**TASK**
Line filter on the word "forest": copy each matching line from the entries.

**SUPPLIED RECORDS**
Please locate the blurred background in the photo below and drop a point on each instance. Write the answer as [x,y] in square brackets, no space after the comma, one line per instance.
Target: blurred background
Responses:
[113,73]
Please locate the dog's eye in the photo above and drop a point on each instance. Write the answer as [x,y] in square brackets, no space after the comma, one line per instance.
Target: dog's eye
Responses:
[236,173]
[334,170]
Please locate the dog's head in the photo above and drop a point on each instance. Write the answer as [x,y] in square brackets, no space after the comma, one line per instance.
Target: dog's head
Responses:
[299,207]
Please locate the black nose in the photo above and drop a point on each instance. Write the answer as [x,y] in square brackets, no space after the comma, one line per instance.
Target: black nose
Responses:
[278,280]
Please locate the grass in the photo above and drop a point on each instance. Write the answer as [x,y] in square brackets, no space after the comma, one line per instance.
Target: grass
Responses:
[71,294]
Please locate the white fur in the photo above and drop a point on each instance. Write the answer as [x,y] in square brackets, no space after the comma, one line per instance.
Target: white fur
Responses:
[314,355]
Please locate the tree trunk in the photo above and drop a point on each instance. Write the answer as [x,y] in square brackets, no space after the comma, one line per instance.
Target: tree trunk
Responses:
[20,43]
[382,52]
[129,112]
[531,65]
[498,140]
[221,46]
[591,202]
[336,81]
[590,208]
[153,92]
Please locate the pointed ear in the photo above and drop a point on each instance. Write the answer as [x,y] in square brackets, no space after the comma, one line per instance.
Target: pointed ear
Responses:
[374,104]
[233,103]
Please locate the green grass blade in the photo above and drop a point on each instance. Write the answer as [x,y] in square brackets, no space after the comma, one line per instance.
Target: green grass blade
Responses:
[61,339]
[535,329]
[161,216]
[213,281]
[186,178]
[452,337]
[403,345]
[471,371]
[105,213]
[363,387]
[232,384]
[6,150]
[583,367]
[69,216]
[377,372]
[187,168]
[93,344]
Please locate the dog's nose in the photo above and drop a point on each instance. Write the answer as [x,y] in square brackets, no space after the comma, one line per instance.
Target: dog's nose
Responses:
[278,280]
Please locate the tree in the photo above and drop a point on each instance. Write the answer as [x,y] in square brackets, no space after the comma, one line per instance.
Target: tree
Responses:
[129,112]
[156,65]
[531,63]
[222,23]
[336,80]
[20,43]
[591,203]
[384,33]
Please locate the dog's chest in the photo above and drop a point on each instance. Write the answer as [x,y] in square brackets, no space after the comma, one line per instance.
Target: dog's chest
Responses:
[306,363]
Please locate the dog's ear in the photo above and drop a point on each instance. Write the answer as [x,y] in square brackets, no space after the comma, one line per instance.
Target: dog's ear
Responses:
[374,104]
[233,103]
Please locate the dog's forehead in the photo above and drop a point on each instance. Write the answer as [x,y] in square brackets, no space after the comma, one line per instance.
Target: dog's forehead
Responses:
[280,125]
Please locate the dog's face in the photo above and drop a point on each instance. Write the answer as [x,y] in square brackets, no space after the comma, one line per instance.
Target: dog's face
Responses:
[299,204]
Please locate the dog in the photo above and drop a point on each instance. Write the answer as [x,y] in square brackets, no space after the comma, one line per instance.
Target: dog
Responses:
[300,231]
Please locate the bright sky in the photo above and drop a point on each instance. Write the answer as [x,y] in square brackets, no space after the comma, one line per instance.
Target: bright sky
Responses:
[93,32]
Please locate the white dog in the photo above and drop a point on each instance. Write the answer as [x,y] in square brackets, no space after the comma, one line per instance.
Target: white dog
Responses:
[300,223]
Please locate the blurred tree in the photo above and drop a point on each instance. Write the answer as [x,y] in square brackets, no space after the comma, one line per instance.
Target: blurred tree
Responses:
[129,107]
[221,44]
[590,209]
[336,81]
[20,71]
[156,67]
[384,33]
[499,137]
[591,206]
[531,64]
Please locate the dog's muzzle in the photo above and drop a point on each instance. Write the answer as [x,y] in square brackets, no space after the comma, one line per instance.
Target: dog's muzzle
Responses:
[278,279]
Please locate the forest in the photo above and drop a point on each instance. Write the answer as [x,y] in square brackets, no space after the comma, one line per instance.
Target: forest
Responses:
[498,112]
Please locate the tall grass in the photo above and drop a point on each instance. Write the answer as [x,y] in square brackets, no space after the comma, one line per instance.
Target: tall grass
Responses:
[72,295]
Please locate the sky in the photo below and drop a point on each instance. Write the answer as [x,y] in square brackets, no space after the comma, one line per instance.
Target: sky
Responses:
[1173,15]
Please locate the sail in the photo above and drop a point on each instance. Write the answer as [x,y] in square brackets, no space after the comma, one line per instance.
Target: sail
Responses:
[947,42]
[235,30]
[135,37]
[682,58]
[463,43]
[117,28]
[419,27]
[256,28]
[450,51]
---
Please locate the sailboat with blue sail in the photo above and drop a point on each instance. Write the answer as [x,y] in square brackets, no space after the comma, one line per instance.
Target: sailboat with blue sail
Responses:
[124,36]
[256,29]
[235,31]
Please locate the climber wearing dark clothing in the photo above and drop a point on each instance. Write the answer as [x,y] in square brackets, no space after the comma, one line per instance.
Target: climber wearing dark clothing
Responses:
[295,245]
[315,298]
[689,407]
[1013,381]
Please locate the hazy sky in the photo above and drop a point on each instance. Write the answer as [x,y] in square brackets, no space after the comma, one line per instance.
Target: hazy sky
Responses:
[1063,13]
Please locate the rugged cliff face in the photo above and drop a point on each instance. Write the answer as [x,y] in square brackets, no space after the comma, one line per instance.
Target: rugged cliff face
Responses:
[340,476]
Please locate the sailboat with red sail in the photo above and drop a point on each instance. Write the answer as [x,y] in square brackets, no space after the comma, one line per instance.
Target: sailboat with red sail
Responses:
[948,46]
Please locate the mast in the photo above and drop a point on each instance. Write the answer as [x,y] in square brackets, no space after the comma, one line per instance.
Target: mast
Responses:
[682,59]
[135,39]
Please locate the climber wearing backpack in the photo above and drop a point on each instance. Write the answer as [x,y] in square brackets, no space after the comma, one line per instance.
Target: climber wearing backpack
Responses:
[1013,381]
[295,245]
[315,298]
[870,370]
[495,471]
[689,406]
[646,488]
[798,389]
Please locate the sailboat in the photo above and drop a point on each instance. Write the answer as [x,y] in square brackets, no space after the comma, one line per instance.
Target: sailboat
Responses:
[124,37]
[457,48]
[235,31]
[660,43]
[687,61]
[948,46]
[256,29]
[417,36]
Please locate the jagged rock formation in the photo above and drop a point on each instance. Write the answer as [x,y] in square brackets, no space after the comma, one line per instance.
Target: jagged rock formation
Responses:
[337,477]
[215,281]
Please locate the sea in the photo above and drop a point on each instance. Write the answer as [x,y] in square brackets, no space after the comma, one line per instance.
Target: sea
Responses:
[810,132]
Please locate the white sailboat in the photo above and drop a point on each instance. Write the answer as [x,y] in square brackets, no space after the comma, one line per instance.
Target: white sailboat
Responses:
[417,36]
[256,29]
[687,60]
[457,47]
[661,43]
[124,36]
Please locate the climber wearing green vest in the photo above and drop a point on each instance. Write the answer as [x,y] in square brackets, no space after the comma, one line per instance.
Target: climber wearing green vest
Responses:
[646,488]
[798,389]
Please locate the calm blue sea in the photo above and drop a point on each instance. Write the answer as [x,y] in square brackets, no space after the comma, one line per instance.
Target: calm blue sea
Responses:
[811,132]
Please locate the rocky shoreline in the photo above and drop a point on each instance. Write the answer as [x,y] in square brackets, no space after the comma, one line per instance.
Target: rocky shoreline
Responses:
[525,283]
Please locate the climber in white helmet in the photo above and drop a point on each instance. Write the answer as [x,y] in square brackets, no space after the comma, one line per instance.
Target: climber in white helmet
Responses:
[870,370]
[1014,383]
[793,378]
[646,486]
---
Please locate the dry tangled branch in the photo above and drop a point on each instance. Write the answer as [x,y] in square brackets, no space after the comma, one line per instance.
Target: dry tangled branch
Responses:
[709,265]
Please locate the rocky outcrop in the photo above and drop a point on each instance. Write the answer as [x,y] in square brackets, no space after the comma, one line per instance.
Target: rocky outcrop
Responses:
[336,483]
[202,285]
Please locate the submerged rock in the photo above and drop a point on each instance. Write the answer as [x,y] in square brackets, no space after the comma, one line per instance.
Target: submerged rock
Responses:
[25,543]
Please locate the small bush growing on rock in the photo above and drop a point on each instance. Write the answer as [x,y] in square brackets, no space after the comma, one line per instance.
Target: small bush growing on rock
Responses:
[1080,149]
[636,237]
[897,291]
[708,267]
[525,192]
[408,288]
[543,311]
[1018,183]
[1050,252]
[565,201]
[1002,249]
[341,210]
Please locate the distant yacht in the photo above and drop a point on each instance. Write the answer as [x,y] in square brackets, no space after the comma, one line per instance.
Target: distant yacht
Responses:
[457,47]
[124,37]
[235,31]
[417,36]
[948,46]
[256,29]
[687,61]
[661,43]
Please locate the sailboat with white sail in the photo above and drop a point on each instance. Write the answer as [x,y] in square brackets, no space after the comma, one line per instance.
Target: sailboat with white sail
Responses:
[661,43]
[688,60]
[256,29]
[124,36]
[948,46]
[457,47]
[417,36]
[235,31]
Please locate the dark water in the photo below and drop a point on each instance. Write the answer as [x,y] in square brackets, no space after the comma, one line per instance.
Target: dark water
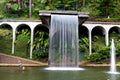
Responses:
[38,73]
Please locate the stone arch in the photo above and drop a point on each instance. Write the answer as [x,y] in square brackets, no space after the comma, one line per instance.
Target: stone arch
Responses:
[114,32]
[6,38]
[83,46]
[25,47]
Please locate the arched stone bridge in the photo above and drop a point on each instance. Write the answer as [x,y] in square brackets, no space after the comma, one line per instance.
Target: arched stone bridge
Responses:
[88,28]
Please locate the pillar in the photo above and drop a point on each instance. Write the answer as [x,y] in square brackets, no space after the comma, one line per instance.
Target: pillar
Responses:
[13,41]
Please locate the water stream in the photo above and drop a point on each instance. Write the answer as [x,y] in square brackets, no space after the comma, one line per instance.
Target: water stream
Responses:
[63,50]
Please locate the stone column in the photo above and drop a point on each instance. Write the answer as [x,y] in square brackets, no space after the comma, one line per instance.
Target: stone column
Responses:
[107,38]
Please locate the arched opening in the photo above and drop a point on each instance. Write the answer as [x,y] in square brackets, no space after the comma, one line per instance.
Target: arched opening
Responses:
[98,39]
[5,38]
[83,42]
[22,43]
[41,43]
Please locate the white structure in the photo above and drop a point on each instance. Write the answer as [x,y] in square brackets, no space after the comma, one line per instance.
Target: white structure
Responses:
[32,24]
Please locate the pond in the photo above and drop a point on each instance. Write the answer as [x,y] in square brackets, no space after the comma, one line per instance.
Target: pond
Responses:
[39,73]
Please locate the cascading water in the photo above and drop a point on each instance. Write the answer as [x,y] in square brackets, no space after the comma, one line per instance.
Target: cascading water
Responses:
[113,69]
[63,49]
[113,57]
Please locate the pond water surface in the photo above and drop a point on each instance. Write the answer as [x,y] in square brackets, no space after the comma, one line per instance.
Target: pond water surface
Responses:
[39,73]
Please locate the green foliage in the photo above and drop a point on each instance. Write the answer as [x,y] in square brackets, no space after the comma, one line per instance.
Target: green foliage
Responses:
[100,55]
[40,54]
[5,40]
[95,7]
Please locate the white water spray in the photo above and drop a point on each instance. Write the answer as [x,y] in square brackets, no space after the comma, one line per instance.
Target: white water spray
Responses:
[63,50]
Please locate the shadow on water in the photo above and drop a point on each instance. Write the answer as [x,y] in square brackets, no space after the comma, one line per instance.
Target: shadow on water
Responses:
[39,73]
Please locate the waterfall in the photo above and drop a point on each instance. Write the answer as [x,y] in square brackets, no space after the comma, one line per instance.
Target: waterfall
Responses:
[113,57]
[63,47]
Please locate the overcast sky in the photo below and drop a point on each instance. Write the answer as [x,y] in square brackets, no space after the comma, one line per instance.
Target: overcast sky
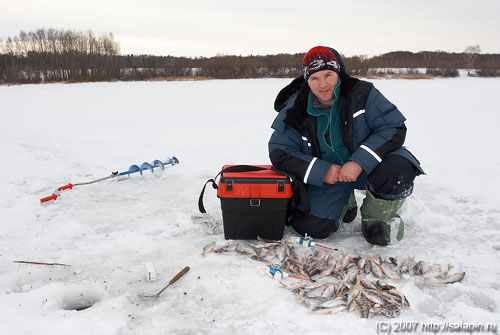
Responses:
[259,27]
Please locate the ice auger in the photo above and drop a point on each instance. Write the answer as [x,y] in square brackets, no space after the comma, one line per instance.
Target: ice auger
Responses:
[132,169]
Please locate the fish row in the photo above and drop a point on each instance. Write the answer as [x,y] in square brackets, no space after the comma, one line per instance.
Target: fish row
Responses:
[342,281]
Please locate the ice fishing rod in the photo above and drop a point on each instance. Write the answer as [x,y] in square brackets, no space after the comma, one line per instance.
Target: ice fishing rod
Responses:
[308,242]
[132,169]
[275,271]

**WRITTEN ANSWER**
Please locate the forest in the photo above and drop a point on each instance. Write the answer as [x,y] in square brackets, no space after the comma, one line per instance.
Target: forest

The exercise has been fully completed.